» SUPPLIED MATERIAL:
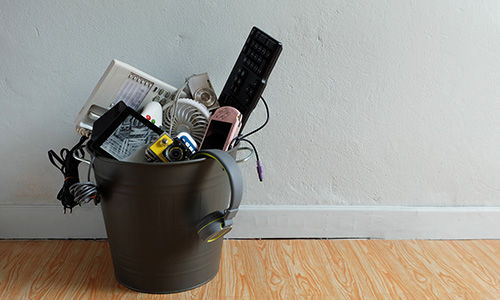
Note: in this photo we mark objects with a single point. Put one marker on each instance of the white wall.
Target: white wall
(373, 103)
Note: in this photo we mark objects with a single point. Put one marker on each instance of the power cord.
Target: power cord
(73, 193)
(243, 138)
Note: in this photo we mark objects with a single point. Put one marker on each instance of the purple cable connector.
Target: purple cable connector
(260, 170)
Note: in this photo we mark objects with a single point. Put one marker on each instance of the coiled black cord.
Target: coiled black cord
(243, 138)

» DIRECTIONS FOR THIS TASK: Your reply should consist of the data, transcribed exactly, and should hold no pictures.

» RESULT OF THIS TASK:
Note: in this photo we mark objects with a single point. Put one marker on each instance of the white wall.
Target: white wall
(373, 103)
Note: in this photo we mark objects with a single point. Put one marker on each instance of the power cord.
Target: power cord
(73, 193)
(243, 138)
Note: in this photo we mark objects with a single point. Put one marker on each instance of the purple cable connector.
Target: purple cable connector
(260, 170)
Note: in this photo we mark objects with a single point. Put one marker on each instance of the coiled black cord.
Target: coiled black cord
(243, 138)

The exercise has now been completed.